*ЧТО НУЖНО СДЕЛАТЬ:*
1. Перепишите из отрывка о шекспировских традициях всё от слов «Коль сами вы» до слов «радостным ужасной драмы.».
2. Назовите всех людей, чьи имена упомянуты в прозаическом абзаце отрывка о шекспировских традициях, не считая названий пьес.

*ФРАГМЕНТ ТЕКСТА:*
Коль сами вы отклоните их милость,
Все ваши гордые, крутые башни
В единый миг сравняются с землей[195]
"Генрих VI" ч. I, акт IV, сцена II.
Вторая унаследованная Шекспиром традиция — это лирический, патетичный стиль, который, если не считать драму, был присущ поэзии Спенсера и ранним сочинениям Сенеки. Хорошим примером может служить обращение королевы Маргариты к Елизавете в "Ричарде III", когда Маргарита упоминает свое раннее пророчество:
Тебя судьбы моей пустым сияньем
Звала я, крашеною королевой,
Подобьем лживым моего величья,
Прологом радостным ужасной драмы.
Ты вознеслась, чтоб сброшенной быть в бездну;
Тебе даны в насмешку были дети;
Теперь ты — сон о том, чем ты была,
Цветной значок — цель выстрелов опасных,
Величья вывеска, пузырь, и вздох,
И королева только на подмостках[196]
"Ричард III", акт IV, сцена IV.

*ИСХОДНЫЕ ДАННЫЕ:*
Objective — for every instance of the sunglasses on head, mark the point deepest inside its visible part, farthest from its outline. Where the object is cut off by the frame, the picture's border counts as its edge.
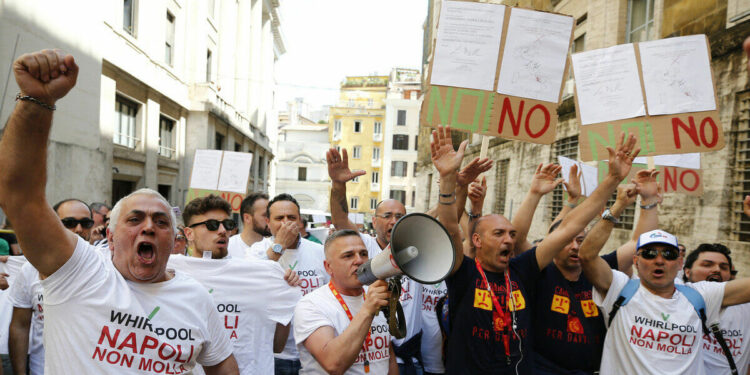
(668, 253)
(213, 224)
(71, 222)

*РЕШЁННЫЕ ЗАДАНИЯ:*
1.
Коль сами вы отклоните их милость,
Все ваши гордые, крутые башни
В единый миг сравняются с землей[195]
"Генрих VI" ч. I, акт IV, сцена II.
Вторая унаследованная Шекспиром традиция — это лирический, патетичный стиль, который, если не считать драму, был присущ поэзии Спенсера и ранним сочинениям Сенеки. Хорошим примером может служить обращение королевы Маргариты к Елизавете в "Ричарде III", когда Маргарита упоминает свое раннее пророчество:
Тебя судьбы моей пустым сияньем
Звала я, крашеною королевой,
Подобьем лживым моего величья,
Прологом радостным ужасной драмы.

2. Шекспир, Спенсер, Сенека, Маргарита, Елизавета.